▸ THE TASK
Repeat the records below exactly. Omit the pictures.

▸ GIVEN DATA
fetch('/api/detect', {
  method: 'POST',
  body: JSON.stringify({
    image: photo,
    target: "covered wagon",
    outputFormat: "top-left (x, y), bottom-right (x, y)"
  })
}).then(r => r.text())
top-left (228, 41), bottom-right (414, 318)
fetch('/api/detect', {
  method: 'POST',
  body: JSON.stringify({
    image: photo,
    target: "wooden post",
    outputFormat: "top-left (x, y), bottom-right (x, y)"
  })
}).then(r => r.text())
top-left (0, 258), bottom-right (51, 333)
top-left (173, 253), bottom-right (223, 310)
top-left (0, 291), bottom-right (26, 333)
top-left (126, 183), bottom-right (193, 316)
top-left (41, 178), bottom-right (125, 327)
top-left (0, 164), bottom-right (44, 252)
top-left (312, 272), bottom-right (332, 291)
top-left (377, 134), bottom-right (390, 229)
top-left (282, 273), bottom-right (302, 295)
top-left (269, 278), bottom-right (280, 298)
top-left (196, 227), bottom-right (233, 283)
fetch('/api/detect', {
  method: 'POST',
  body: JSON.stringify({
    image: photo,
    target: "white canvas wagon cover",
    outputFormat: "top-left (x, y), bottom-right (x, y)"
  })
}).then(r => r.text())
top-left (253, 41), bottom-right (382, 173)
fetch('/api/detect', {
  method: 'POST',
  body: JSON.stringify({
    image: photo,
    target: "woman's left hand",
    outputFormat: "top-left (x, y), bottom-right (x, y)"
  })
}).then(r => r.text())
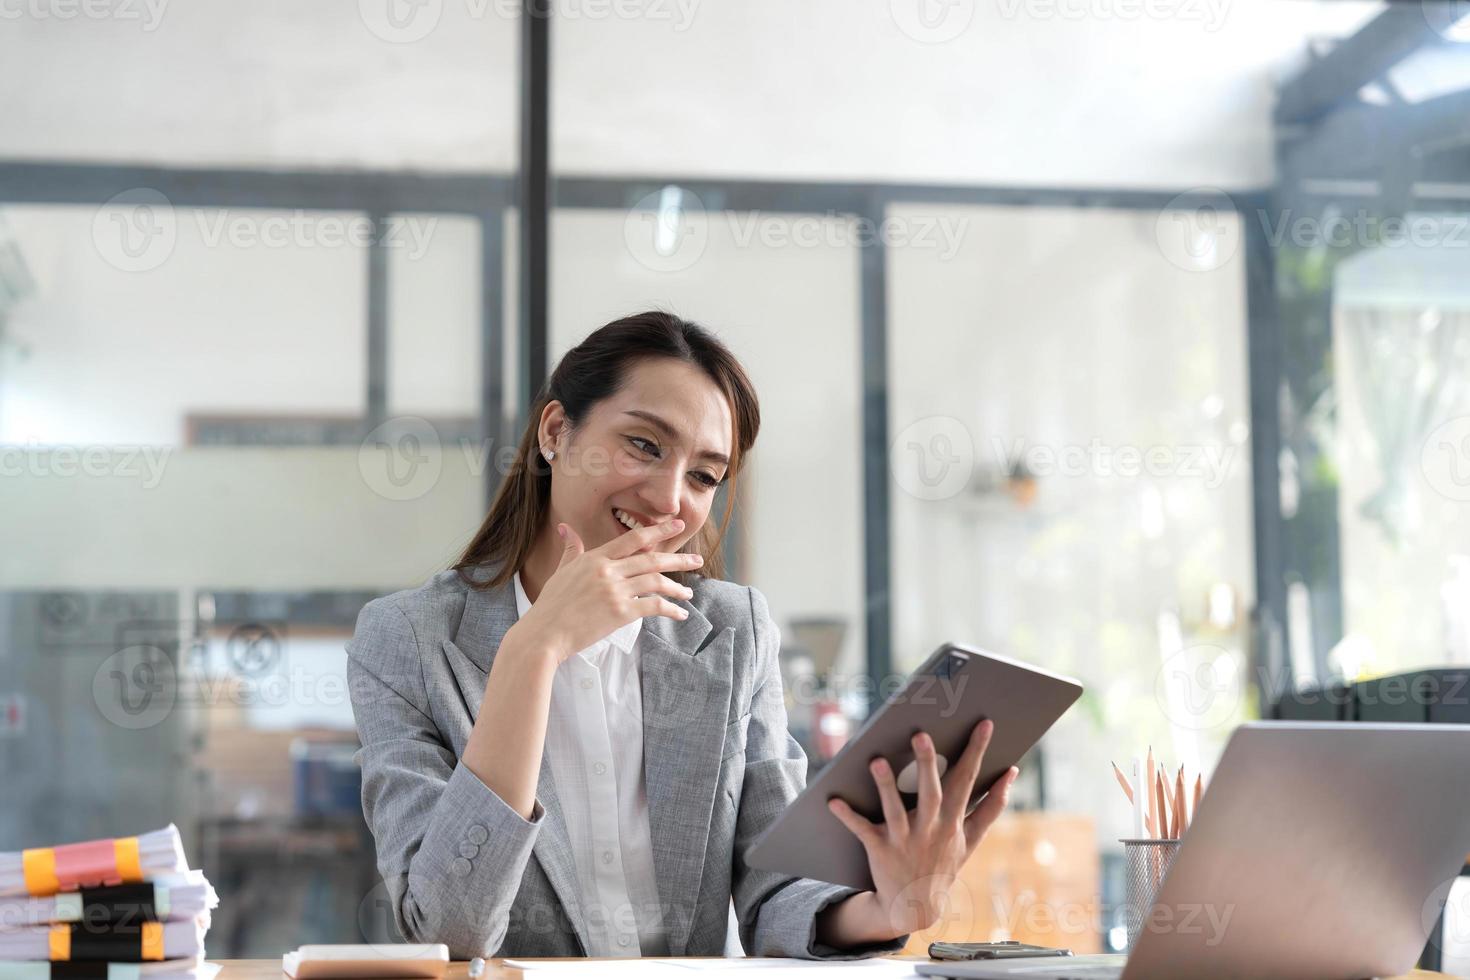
top-left (826, 719), bottom-right (1018, 939)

▸ ANSWER BOX
fetch('/api/detect', {
  method: 'POST',
  body: JSON.stringify({
    image: photo,
    target: "covered wagon",
    outputFormat: "top-left (x, y), bottom-right (x, y)"
  })
}).then(r => r.text())
top-left (228, 41), bottom-right (414, 318)
fetch('/api/detect', {
  method: 'POST',
  body: JSON.stringify({
    image: photo,
    target: "wooden post",
    outputFormat: "top-left (x, y), bottom-right (x, y)"
  })
}).then(r => r.text())
top-left (0, 258), bottom-right (51, 333)
top-left (173, 253), bottom-right (223, 310)
top-left (0, 291), bottom-right (26, 333)
top-left (126, 183), bottom-right (193, 316)
top-left (41, 178), bottom-right (125, 327)
top-left (0, 164), bottom-right (44, 252)
top-left (312, 272), bottom-right (332, 291)
top-left (377, 134), bottom-right (390, 229)
top-left (282, 273), bottom-right (302, 295)
top-left (269, 278), bottom-right (280, 298)
top-left (196, 227), bottom-right (233, 283)
fetch('/api/detect', {
  method: 'POST',
  body: JSON.stringify({
    image: photo,
    target: "white canvas wagon cover",
    outputFormat: "top-left (x, y), bottom-right (x, y)"
  })
}).then(r => r.text())
top-left (253, 41), bottom-right (382, 173)
fetch('/api/detect', {
  method: 'POST',
  body: JSON.stringify({
    image: photo,
    target: "woman's left hand",
    outputFormat: "top-left (x, y), bottom-right (x, y)"
  })
}).then(r => r.text())
top-left (826, 719), bottom-right (1018, 939)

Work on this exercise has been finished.